§ PROBLEM DESCRIPTION
Give the lines from the one containing "The final line" through the one containing "positive clicks: (130, 47) (161, 232)" as a Markdown table with the columns Row and Line, numbering each line and omitting blank lines.

(Stored items)
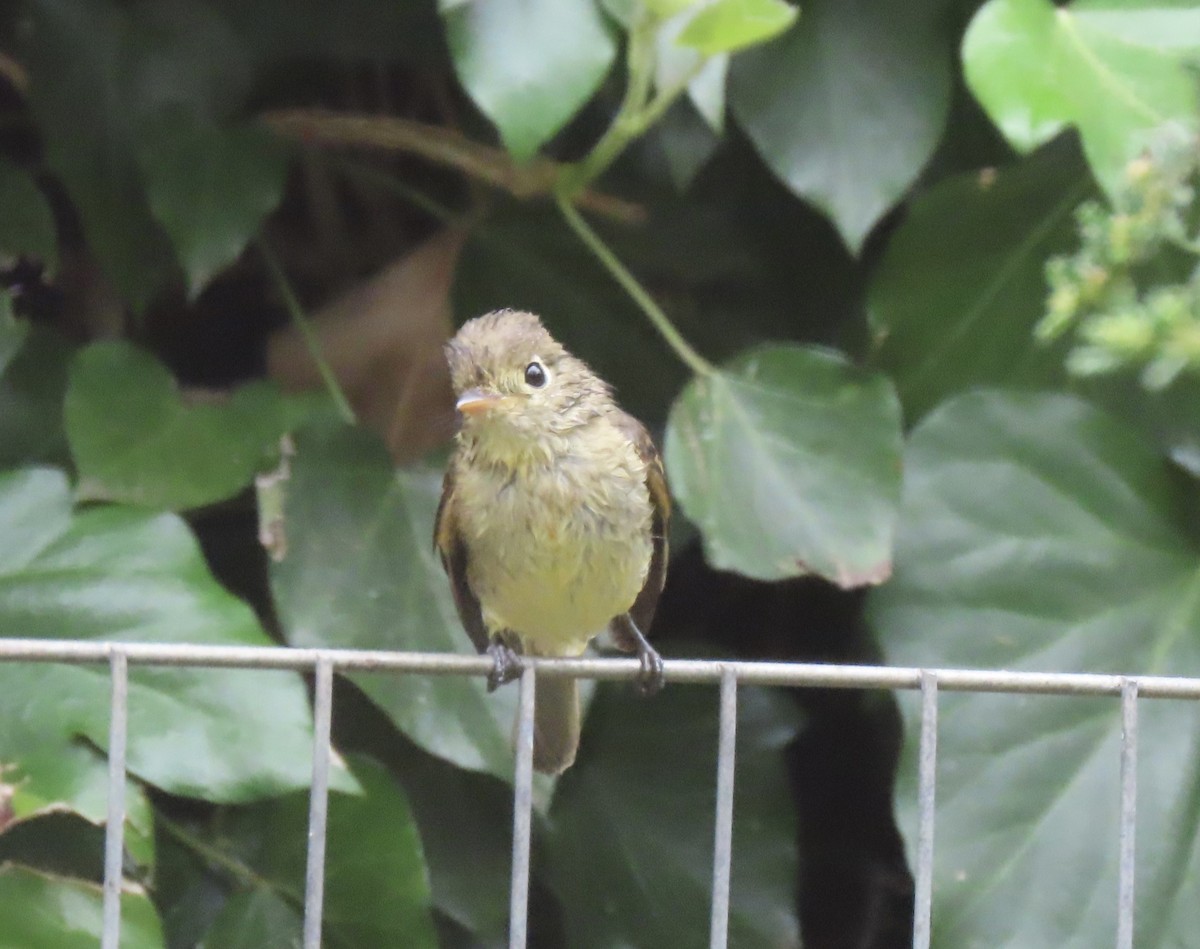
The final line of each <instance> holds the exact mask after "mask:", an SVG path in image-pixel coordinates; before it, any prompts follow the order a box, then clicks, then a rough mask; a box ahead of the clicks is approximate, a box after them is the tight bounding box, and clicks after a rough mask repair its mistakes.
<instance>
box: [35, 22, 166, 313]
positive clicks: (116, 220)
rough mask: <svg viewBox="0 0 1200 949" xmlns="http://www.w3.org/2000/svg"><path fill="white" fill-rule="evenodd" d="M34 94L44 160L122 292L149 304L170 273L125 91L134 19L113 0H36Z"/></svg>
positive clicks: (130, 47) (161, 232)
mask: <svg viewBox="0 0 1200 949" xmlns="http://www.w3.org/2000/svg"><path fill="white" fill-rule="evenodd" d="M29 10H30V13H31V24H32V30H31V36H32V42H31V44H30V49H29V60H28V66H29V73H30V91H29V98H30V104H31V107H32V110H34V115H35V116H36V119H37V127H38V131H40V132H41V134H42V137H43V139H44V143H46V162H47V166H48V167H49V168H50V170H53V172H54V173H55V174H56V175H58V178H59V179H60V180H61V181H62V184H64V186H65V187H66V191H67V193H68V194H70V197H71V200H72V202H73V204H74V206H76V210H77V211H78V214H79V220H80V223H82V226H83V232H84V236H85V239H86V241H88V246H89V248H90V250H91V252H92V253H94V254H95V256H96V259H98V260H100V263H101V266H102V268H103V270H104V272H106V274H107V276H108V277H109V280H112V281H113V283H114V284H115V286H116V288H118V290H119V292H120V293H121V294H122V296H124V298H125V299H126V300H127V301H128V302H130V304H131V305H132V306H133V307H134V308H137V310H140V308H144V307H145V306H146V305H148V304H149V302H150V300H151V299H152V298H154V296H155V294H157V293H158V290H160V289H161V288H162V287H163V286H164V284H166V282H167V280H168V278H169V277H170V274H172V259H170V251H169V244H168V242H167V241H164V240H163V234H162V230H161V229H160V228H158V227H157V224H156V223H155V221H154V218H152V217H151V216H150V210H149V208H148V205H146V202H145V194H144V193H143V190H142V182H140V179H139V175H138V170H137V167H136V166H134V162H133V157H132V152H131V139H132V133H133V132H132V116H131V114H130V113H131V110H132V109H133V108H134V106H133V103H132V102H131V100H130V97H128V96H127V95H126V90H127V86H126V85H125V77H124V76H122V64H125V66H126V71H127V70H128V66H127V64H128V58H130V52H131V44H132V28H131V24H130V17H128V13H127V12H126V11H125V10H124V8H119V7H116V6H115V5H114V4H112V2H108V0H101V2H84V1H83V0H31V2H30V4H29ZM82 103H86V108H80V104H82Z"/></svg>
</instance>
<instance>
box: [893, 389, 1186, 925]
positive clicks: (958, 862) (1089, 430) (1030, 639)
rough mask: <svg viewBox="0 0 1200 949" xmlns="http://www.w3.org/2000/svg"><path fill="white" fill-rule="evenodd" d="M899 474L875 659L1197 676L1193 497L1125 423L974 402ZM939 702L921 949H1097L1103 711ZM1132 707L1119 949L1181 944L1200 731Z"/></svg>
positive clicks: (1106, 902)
---
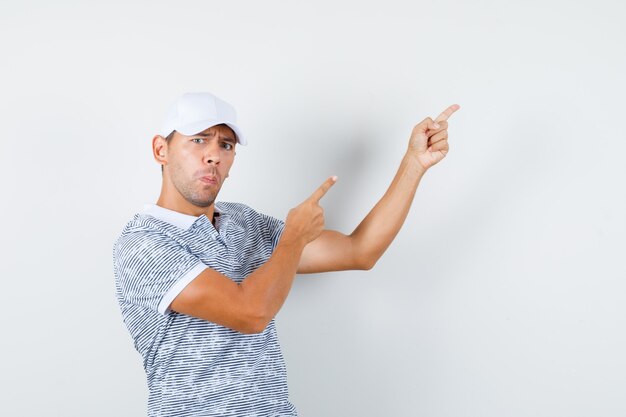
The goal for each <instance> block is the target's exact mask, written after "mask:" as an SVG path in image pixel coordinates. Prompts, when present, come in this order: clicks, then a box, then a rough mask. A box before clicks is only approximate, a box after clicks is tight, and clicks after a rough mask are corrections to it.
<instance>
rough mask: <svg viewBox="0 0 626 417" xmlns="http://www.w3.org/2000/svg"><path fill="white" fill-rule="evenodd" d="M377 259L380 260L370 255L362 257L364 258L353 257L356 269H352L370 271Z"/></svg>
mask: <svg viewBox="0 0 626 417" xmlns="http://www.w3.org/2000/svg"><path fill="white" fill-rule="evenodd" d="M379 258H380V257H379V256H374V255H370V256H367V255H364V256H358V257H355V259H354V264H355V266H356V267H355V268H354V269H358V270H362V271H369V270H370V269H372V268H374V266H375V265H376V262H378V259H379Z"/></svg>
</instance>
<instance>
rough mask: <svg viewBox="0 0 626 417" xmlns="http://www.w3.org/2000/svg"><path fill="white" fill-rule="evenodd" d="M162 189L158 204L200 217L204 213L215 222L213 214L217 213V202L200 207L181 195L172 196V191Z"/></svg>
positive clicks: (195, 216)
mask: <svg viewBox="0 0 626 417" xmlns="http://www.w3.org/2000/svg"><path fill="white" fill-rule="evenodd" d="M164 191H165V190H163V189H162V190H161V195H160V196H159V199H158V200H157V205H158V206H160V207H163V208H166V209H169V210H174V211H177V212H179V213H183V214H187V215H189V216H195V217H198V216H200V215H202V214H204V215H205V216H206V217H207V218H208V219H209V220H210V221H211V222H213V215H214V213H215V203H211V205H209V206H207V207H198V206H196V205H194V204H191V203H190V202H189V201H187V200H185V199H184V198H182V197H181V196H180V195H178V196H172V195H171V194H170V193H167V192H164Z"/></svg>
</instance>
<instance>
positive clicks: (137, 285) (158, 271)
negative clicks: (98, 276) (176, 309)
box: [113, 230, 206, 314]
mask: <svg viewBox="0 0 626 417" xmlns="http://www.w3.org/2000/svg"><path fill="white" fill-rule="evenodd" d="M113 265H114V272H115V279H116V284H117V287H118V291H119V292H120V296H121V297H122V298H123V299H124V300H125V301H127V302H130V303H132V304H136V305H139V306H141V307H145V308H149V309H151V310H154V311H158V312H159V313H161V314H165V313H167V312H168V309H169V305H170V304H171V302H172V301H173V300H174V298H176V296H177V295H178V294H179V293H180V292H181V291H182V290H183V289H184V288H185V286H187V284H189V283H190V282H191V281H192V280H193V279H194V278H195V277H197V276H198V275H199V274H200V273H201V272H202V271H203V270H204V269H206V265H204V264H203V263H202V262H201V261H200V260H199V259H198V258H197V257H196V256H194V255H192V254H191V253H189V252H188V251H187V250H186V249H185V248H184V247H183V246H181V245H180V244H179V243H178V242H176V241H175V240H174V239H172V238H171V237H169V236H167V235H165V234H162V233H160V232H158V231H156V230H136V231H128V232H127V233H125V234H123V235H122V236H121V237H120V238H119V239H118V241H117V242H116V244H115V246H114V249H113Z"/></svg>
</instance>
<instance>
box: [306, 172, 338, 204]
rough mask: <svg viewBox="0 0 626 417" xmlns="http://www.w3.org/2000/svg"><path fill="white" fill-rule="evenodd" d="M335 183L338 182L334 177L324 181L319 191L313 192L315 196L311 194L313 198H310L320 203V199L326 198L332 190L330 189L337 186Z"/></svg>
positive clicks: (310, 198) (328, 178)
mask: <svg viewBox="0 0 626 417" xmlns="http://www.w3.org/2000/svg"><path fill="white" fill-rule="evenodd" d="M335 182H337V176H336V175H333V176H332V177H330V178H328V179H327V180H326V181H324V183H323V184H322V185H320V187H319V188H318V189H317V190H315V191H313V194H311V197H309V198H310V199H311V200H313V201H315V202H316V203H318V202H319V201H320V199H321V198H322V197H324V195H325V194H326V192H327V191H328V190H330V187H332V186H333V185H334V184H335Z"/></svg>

§ RESPONSE
| Row | Line |
|---|---|
| 1 | The final line of each <instance> holds the exact mask after "mask:", an SVG path in image-pixel coordinates; before it, any prompts follow the order a box, then clicks, then a rough mask; a box ahead of the clicks is approximate, a box after them is the tight bounding box, and clicks after a rough mask repair its mistakes. |
| 2 | <instance> |
| 3 | box: [35, 22, 166, 313] |
| 4 | positive clicks: (116, 220) |
| 5 | rough mask: <svg viewBox="0 0 1200 949" xmlns="http://www.w3.org/2000/svg"><path fill="white" fill-rule="evenodd" d="M34 94L44 160L122 292L149 304L170 273L125 91L134 19L113 0H36Z"/></svg> |
| 6 | positive clicks: (130, 47) (161, 232) |